* Reading passage
● ● ●

Development of a European Service for Information on Research and Education was a EU-funded Project in two phases (1996-1998 and 1998-2000). One part of the work, done by NetLab of Lund University Library (http://www.lub.lu.se/), especially by Traugott Koch, was to evaluate automatic classification and compare and combine these techniques with manual classification. The subject chosen was engineering and as basis for both, the manual and the automatic classification, the Ei thesaurus was used ( http://www.ei.org). Data sources were HTML files and files with record-syntax format used in the Combine Harverster (http://www.lub.lu.se/combine). The pre-processing included weightings according to the location and deletion of stop words, etc. and optionally stemming with the Porters stemming algorithm. Then a simpler matching algorithm was used to compare the words of the texts with the words of the thesaurus. The final weighting of the results is done by term complexity/classification type, match location (metadata, headings, other text) and matching frequency.
More detailed information about this work can be found in [7], a demonstration page presenting all practical results is available at http://www.lub.lu.se/desire/demonstration.html. A good summary of universal classification systems and their usability for automatic classification can be found in [8].
Two software packages had been developed as Perl modules in DESIRE II on this subject: LoadTermList for loading thesaurus and stop lists, and Matcher for getting and extracting text and matching thesaurus against text-mark-up groups. This software should be freely available.
Experiments were made in the frame of DESIRE to auto-classify the collection on engineering used in DESIRE with the software and thesaurus (UDC) of GERHARD. The results showed that GERHARD "probably works well when treating a heterogeneous database of documents from all subject areas. ... To use it for a large collection of subject specific documents, however, a lot of further improvements and adaptions would be needed." [7] The results of these tests will feed into the new phase of GERHARD. Similar experiments with the Scorpion software and DDC had been planned. I could not find any indication that this has happened yet.

● ● ●

* Written instruction 1
In the passage on the DESIRE project, which thesaurus was the basis for both the manual and the automatic classification?

● ● ●

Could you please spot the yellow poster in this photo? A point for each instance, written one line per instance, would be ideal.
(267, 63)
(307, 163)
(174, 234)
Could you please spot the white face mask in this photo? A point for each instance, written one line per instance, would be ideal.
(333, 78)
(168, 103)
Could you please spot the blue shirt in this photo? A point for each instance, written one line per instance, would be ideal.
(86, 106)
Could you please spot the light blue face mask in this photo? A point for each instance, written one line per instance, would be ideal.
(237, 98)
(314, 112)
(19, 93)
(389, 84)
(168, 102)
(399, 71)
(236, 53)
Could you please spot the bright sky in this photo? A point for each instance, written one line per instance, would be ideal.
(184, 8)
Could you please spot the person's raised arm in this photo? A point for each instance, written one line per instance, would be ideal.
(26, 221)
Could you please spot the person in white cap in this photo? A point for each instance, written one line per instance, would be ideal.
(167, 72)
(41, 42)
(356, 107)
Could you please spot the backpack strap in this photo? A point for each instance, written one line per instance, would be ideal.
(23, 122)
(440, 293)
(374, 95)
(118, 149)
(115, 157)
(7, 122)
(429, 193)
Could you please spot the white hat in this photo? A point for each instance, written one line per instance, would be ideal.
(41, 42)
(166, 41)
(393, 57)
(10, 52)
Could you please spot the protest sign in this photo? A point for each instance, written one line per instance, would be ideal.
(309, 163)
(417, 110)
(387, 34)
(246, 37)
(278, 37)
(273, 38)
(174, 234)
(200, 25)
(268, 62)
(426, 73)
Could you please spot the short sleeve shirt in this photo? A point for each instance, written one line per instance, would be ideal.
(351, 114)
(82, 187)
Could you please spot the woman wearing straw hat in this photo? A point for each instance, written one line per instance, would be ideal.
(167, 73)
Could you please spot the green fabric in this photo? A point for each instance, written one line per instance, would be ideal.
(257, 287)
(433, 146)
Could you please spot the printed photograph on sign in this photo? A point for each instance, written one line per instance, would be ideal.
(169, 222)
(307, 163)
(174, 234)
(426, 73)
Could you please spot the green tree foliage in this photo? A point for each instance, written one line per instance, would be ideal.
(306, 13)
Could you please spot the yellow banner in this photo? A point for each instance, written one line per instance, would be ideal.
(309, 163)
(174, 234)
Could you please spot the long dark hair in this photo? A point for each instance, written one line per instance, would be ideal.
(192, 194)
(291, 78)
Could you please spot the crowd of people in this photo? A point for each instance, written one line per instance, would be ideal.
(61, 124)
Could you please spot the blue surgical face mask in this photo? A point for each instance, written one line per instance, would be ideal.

● ● ●

* Written instruction 2
Print the stretch of the entries from the line containing "Could you please spot the woman" through the end of the entries, word for word.

* Written reply 1
The Ei thesaurus.

* Written reply 2
Could you please spot the woman wearing straw hat in this photo? A point for each instance, written one line per instance, would be ideal.
(167, 73)
Could you please spot the green fabric in this photo? A point for each instance, written one line per instance, would be ideal.
(257, 287)
(433, 146)
Could you please spot the printed photograph on sign in this photo? A point for each instance, written one line per instance, would be ideal.
(169, 222)
(307, 163)
(174, 234)
(426, 73)
Could you please spot the green tree foliage in this photo? A point for each instance, written one line per instance, would be ideal.
(306, 13)
Could you please spot the yellow banner in this photo? A point for each instance, written one line per instance, would be ideal.
(309, 163)
(174, 234)
Could you please spot the long dark hair in this photo? A point for each instance, written one line per instance, would be ideal.
(192, 194)
(291, 78)
Could you please spot the crowd of people in this photo? A point for each instance, written one line per instance, would be ideal.
(61, 124)
Could you please spot the blue surgical face mask in this photo? A point for each instance, written one line per instance, would be ideal.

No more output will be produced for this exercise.